> _OBJECTIVE_: Rescale the listing below by copying every line, the request included, and multiplying each point coordinate in the answers by 1.85. Round the results to whole numbers, with halves rounded up.

— start —

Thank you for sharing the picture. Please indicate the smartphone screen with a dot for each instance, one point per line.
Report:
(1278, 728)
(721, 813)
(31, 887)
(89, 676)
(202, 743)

— end —

> _THE RESULT_:
Thank you for sharing the picture. Please indicate the smartphone screen with a dot for each instance, one point per line.
Report:
(2364, 1347)
(1334, 1504)
(57, 1641)
(165, 1251)
(374, 1375)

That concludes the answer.